- _Dataset items_:
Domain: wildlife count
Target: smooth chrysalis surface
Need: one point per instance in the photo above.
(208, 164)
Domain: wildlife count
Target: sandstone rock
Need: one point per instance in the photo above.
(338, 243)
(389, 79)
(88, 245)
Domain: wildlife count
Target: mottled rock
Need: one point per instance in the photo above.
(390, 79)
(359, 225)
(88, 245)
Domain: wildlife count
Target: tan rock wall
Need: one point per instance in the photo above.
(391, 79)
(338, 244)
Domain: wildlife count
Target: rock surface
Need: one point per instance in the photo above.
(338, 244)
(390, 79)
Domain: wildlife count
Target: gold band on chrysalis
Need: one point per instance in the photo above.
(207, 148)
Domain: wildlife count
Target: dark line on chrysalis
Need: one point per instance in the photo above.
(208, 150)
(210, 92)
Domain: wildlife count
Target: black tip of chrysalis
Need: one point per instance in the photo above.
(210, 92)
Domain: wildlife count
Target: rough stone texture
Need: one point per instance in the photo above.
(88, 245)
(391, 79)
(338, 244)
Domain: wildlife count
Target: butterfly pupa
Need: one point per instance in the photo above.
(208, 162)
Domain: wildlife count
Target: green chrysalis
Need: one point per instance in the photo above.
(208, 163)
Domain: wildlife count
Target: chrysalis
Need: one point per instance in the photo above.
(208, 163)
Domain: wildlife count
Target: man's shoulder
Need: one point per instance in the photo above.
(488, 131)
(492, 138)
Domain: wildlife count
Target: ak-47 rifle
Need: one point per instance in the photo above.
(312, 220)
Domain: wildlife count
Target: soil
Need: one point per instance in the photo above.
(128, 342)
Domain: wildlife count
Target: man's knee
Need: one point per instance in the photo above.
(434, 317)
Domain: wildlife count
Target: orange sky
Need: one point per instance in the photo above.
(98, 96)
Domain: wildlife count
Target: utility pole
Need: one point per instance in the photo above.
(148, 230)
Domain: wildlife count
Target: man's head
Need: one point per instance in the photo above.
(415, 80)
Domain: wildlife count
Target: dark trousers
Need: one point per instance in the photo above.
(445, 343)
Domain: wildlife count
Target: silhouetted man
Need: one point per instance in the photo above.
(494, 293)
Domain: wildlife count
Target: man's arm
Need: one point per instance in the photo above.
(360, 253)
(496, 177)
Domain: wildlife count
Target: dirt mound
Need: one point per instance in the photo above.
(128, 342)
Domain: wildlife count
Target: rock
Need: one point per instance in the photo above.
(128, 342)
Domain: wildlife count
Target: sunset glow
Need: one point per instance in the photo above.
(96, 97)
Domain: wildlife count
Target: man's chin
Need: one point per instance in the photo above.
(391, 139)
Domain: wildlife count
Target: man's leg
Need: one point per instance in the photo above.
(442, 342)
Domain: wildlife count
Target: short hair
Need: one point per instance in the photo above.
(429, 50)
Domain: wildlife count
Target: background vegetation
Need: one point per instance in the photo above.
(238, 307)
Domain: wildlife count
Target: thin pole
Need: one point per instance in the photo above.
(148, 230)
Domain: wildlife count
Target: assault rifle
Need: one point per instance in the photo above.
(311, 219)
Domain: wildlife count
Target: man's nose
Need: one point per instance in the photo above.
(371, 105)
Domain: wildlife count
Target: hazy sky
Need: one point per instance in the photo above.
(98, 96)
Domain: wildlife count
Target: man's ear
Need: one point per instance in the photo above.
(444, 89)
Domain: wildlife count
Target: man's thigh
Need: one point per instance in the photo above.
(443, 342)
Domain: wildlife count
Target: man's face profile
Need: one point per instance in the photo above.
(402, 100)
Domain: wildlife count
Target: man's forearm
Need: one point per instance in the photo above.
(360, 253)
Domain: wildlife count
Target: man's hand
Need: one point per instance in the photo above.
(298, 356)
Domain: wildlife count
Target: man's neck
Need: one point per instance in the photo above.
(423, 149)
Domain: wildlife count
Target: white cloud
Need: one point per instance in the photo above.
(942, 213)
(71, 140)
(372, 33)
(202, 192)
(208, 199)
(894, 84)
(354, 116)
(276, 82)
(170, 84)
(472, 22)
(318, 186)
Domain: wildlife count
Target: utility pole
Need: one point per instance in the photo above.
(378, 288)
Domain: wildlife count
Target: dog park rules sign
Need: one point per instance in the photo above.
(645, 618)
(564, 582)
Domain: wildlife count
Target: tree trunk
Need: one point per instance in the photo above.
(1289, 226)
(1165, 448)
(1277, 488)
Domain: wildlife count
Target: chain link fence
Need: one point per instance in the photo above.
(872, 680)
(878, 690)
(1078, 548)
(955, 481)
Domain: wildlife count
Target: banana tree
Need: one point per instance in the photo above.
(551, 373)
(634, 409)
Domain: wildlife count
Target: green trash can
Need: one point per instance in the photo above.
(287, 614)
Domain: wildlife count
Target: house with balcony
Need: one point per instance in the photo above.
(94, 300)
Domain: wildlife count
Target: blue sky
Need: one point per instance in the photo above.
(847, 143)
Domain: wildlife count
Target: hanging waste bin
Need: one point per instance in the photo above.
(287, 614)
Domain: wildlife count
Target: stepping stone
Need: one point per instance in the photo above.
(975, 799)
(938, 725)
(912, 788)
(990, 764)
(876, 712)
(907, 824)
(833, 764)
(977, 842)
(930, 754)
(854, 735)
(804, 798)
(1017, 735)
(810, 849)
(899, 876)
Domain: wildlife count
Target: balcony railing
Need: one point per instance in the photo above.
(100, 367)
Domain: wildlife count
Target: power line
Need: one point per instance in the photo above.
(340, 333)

- _WORK TO BE COMPLETED_: From the listing above, extract all records word for word.

- _PROBLEM SOLUTION_:
Domain: wildlife count
Target: smooth chrysalis surface
Need: one point per instance in the photo above.
(208, 164)
Domain: wildlife count
Target: sandstone rock
Need: one point per instance in the photo above.
(338, 243)
(389, 79)
(88, 245)
Domain: wildlife count
Target: mottled rock
Need: one point per instance in the photo above.
(390, 79)
(359, 225)
(88, 245)
Domain: wildlife count
Target: tan rock wall
Need: one point per instance in the photo above.
(391, 79)
(338, 244)
Domain: wildlife count
Target: rock surface
Need: one point per instance in the photo above.
(338, 244)
(390, 79)
Domain: wildlife count
Target: gold band on chrysalis
Need: one point per instance in the photo above.
(207, 148)
Domain: wildlife count
Target: dark line on chrysalis
Need: one point per instance in the photo above.
(208, 150)
(210, 92)
Domain: wildlife count
Target: black tip of chrysalis
Need: one point per instance in the photo above.
(210, 92)
Domain: wildlife count
Target: rough stone texture
Need: one point per instance in the photo above.
(88, 245)
(391, 79)
(338, 244)
Domain: wildlife count
Target: butterfly pupa
Need: one point per instance in the photo above.
(208, 162)
Domain: wildlife count
Target: green chrysalis
Need: one point per instance in the photo above.
(208, 163)
Domain: wildlife count
Target: chrysalis
Need: one point per instance in the photo above.
(208, 163)
Domain: wildlife count
Target: man's shoulder
Need: one point per instance in the photo above.
(488, 131)
(492, 138)
Domain: wildlife count
Target: ak-47 rifle
Need: one point per instance in the photo above.
(312, 220)
Domain: wildlife count
Target: soil
Need: one point per instance in the photo above.
(128, 342)
Domain: wildlife count
Target: man's knee
Need: one point per instance in the photo above.
(434, 317)
Domain: wildlife count
Target: orange sky
Need: one point per instance in the photo above.
(98, 96)
Domain: wildlife count
Target: utility pole
Need: one point per instance in the photo above.
(148, 230)
Domain: wildlife count
Target: man's head
Need: one point per instance in the photo above.
(415, 80)
Domain: wildlife count
Target: dark trousers
Need: one point per instance in the photo above.
(445, 343)
Domain: wildlife count
Target: silhouetted man
Need: one point per instance in the photo above.
(494, 293)
Domain: wildlife count
Target: man's arm
Need: one point per instance in the photo above.
(360, 253)
(496, 177)
Domain: wildlife count
Target: dirt mound
Need: one point per instance in the photo above.
(128, 342)
Domain: wildlife count
Target: rock
Need: one point per instance in the photo above.
(128, 342)
Domain: wildlife count
Target: sunset glow
Need: one point per instance in the photo above.
(96, 97)
Domain: wildlife count
Target: man's chin
Need: one point per instance in the photo above.
(391, 139)
Domain: wildlife count
Target: man's leg
Need: one point per instance in the photo above.
(442, 342)
Domain: wildlife count
Target: short hair
Need: one point per instance in the photo above.
(429, 50)
Domain: wildlife count
Target: background vegetation
Need: one point per instance in the photo above.
(238, 307)
Domain: wildlife count
Target: thin pole
Need: one point per instance in the photo above.
(148, 230)
Domain: wildlife count
Target: assault rifle
Need: one point per instance in the photo above.
(311, 219)
Domain: wildlife count
Target: man's nose
Need: one point per instance in the photo above.
(371, 105)
Domain: wildlife count
Target: hazy sky
Need: one point per instance in the photo above.
(98, 96)
Domain: wildlife count
Target: man's ear
Need: one point per instance in the photo above.
(444, 89)
Domain: wildlife count
Target: man's thigh
Need: one point per instance in the photo above.
(443, 342)
Domain: wildlife count
Target: man's face profile
Need: one point per instance in the photo above.
(402, 100)
Domain: wildlife count
Target: man's forearm
Need: one point per instance in the photo above.
(360, 253)
Domain: wildlife count
Target: man's hand
Need: one point per instance in the photo above.
(298, 356)
Domain: wildlife count
Target: man's neck
Need: one point per instance in the photo above.
(423, 149)
Domain: wildlife count
Target: white cloud
Need: one point per instance in the photo above.
(942, 213)
(71, 140)
(372, 33)
(202, 192)
(208, 199)
(894, 84)
(354, 116)
(276, 82)
(170, 84)
(472, 22)
(318, 186)
Domain: wildlife count
Target: utility pole
Need: one point per instance in the photo above.
(378, 288)
Domain: wildlife count
Target: dog park rules sign
Need: one point per instance in the photo above.
(645, 618)
(564, 582)
Domain: wildlife count
Target: tree trunk
Need: one point per instance in the photo above.
(1289, 226)
(1165, 448)
(1277, 488)
Domain: wildlife count
Target: chain link fence
Need: one point per instance in the photo above.
(872, 680)
(878, 690)
(1078, 548)
(955, 481)
Domain: wildlife count
Target: banana tree
Need: one point per instance in the photo above.
(551, 373)
(634, 409)
Domain: wildlife count
Target: green trash can
Need: one point per instance in the photo above.
(287, 614)
Domain: wildlife count
Target: house with balcony
Need: one point per instance in the photo above.
(94, 300)
Domain: wildlife count
Target: blue sky
Need: one point per instance in the photo above.
(847, 143)
Domain: wildlife count
Target: hanging waste bin
Need: one point per instance in the photo above.
(287, 614)
Domain: wildlife count
Target: stepping stone
Need: one point per instance in the photo above.
(975, 799)
(938, 725)
(912, 788)
(990, 764)
(876, 712)
(907, 824)
(833, 764)
(977, 842)
(930, 754)
(854, 735)
(804, 798)
(1017, 735)
(810, 849)
(899, 876)
Domain: wildlife count
Target: balcony railing
Need: one point per instance in the photo above.
(100, 367)
Domain: wildlife count
Target: power line
Need: one point per instance in the photo above.
(340, 333)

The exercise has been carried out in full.